- _Page_:

————

Photographs act both as a memory box and a time machine, opening doors into the past which can shape who we are in the present and direct our path in the future.
They visually document all aspects of life and unsurprisingly, during moments of deep connection, we turn to the camera to record the fleeting. The vernacular archives of family photo albums are particularly abundant with these kinds of images. When we look at these preserved expressions of love, the emotion can be rekindled.
One image that embodies this for me is of my father and his classmates carefully studying the rocks in their hands in geology class, in Iraq in the Sixties. I can vividly recall my father’s deep passion for his vocation, and how he always found an opportunity to tell me about how ‘we could see time in the layers of rock’, and how they spoke of where we stood in the timeline of this planet. This picture fills me with pride, love, and understanding.

————

- _Provided information_:
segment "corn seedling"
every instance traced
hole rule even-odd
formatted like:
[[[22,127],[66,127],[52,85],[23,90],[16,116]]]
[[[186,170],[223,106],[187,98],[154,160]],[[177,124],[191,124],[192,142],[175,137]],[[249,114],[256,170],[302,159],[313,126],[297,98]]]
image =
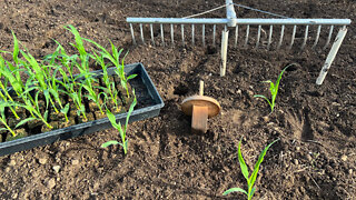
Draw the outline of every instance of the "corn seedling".
[[[111,53],[107,51],[102,46],[98,44],[97,42],[89,40],[89,39],[83,39],[89,41],[90,43],[95,44],[98,49],[100,49],[100,53],[105,59],[110,60],[110,62],[116,67],[116,73],[120,78],[120,84],[121,87],[126,90],[127,97],[130,98],[129,89],[127,82],[130,79],[134,79],[137,74],[131,74],[129,77],[126,77],[125,73],[125,64],[123,64],[123,59],[120,62],[120,54],[122,53],[122,49],[118,50],[117,47],[113,46],[113,43],[110,41],[111,44]]]
[[[125,123],[123,128],[121,127],[120,122],[119,123],[116,122],[115,116],[109,110],[107,110],[107,116],[108,116],[112,127],[116,128],[120,132],[121,142],[118,142],[116,140],[111,140],[111,141],[102,143],[101,148],[107,148],[109,146],[120,144],[123,148],[123,153],[127,154],[127,148],[128,148],[128,141],[126,139],[127,126],[129,123],[129,118],[130,118],[131,112],[134,111],[136,103],[137,103],[137,101],[135,98],[131,106],[130,106],[129,111],[127,112],[126,123]]]
[[[53,127],[48,123],[48,109],[44,109],[43,114],[41,113],[41,106],[39,103],[39,93],[40,93],[40,91],[37,91],[34,94],[34,103],[32,103],[32,101],[29,100],[28,97],[30,94],[24,93],[23,98],[22,98],[23,104],[17,103],[17,102],[14,102],[14,104],[17,107],[24,108],[26,110],[28,110],[31,113],[32,118],[28,118],[28,119],[31,119],[31,120],[38,119],[38,120],[42,121],[48,128],[52,129]]]
[[[263,98],[263,99],[265,99],[265,100],[268,102],[268,104],[269,104],[269,107],[270,107],[270,113],[274,111],[275,106],[276,106],[275,102],[276,102],[276,98],[277,98],[277,93],[278,93],[278,88],[279,88],[279,82],[280,82],[280,79],[281,79],[281,74],[283,74],[283,73],[286,71],[286,69],[289,68],[290,66],[293,66],[293,64],[289,64],[289,66],[287,66],[285,69],[281,70],[281,72],[280,72],[279,76],[278,76],[278,79],[277,79],[276,83],[274,83],[274,82],[270,81],[270,80],[263,81],[263,82],[267,82],[267,83],[270,84],[270,87],[269,87],[269,91],[270,91],[270,96],[271,96],[271,99],[270,99],[270,100],[269,100],[266,96],[263,96],[263,94],[255,94],[255,96],[254,96],[255,98]]]
[[[253,199],[253,196],[256,191],[256,187],[254,187],[255,184],[255,181],[256,181],[256,178],[257,178],[257,173],[259,171],[259,166],[260,163],[264,161],[264,158],[266,156],[266,152],[267,150],[270,148],[270,146],[273,146],[275,142],[277,142],[279,139],[273,141],[271,143],[269,143],[264,150],[263,152],[259,154],[258,157],[258,160],[255,164],[255,168],[254,168],[254,171],[253,173],[249,176],[249,172],[248,172],[248,167],[244,160],[244,157],[243,157],[243,153],[241,153],[241,140],[240,142],[238,143],[238,161],[240,163],[240,168],[241,168],[241,172],[247,181],[247,191],[241,189],[241,188],[230,188],[228,190],[226,190],[222,196],[227,196],[231,192],[243,192],[247,196],[247,199],[248,200],[251,200]]]
[[[119,91],[116,89],[115,81],[110,81],[108,74],[108,64],[105,63],[103,56],[99,56],[95,50],[92,50],[91,58],[96,60],[96,62],[102,68],[102,81],[105,87],[100,87],[99,89],[103,91],[102,94],[105,99],[111,100],[111,102],[115,104],[115,112],[119,112]]]

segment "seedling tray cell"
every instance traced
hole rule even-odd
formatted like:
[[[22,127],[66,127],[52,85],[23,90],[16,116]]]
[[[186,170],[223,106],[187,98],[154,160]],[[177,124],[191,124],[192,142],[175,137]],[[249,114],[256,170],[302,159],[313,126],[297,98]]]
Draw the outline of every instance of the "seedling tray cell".
[[[102,70],[95,71],[100,78]],[[152,118],[159,114],[160,109],[165,106],[162,99],[157,92],[151,79],[148,77],[142,63],[134,63],[125,66],[127,76],[137,74],[137,77],[129,81],[135,89],[137,102],[134,112],[130,116],[129,122],[140,121],[147,118]],[[108,74],[115,74],[115,68],[108,69]],[[127,113],[116,114],[117,121],[125,123]],[[80,123],[63,129],[57,129],[49,132],[38,133],[26,138],[17,139],[0,143],[0,156],[11,154],[18,151],[32,149],[44,144],[50,144],[59,140],[67,140],[83,134],[93,133],[100,130],[111,128],[108,118]]]

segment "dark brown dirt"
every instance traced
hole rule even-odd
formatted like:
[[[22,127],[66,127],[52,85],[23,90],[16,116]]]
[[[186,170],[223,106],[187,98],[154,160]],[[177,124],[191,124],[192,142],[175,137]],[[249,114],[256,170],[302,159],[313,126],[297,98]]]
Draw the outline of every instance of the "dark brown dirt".
[[[41,58],[55,50],[52,39],[61,43],[73,41],[62,28],[71,23],[86,38],[101,44],[108,44],[110,39],[129,50],[126,63],[142,62],[166,103],[159,117],[129,126],[126,157],[119,147],[100,149],[101,143],[119,139],[118,131],[110,129],[0,158],[1,199],[221,199],[222,192],[231,187],[246,188],[237,160],[240,138],[250,169],[263,148],[280,138],[261,164],[257,199],[354,199],[354,24],[322,86],[316,86],[315,80],[327,51],[318,49],[307,48],[298,53],[234,49],[230,44],[227,76],[220,78],[219,48],[202,48],[199,38],[195,47],[131,46],[126,17],[185,17],[222,3],[222,0],[1,1],[1,50],[11,50],[13,30],[22,44]],[[352,0],[239,3],[293,18],[356,18],[356,2]],[[236,10],[240,18],[265,17]],[[222,9],[207,17],[224,16]],[[148,31],[145,33],[148,39]],[[180,40],[179,32],[176,34]],[[297,37],[303,36],[301,32]],[[244,40],[243,34],[239,39]],[[211,38],[208,42],[211,43]],[[268,116],[267,103],[253,96],[267,96],[268,86],[260,81],[275,81],[288,63],[296,66],[284,74],[277,107]],[[179,107],[185,98],[197,93],[200,79],[205,81],[205,94],[216,98],[222,112],[209,120],[206,134],[191,134],[190,118]],[[244,197],[235,193],[227,198]]]

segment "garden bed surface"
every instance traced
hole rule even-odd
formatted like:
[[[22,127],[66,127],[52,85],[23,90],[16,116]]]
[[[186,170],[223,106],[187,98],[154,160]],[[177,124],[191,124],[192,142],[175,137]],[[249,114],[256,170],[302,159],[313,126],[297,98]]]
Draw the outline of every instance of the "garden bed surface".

————

- _Exercise task 1_: Reproduce the stretch of the text on photographs from "They visually document" through "love, and understanding.".
- _Exercise task 2_: According to the text on photographs, where and in what decade was the geology class picture taken?

- _Exercise solution 1_:
They visually document all aspects of life and unsurprisingly, during moments of deep connection, we turn to the camera to record the fleeting. The vernacular archives of family photo albums are particularly abundant with these kinds of images. When we look at these preserved expressions of love, the emotion can be rekindled.
One image that embodies this for me is of my father and his classmates carefully studying the rocks in their hands in geology class, in Iraq in the Sixties. I can vividly recall my father’s deep passion for his vocation, and how he always found an opportunity to tell me about how ‘we could see time in the layers of rock’, and how they spoke of where we stood in the timeline of this planet. This picture fills me with pride, love, and understanding.

- _Exercise solution 2_: In Iraq, in the Sixties.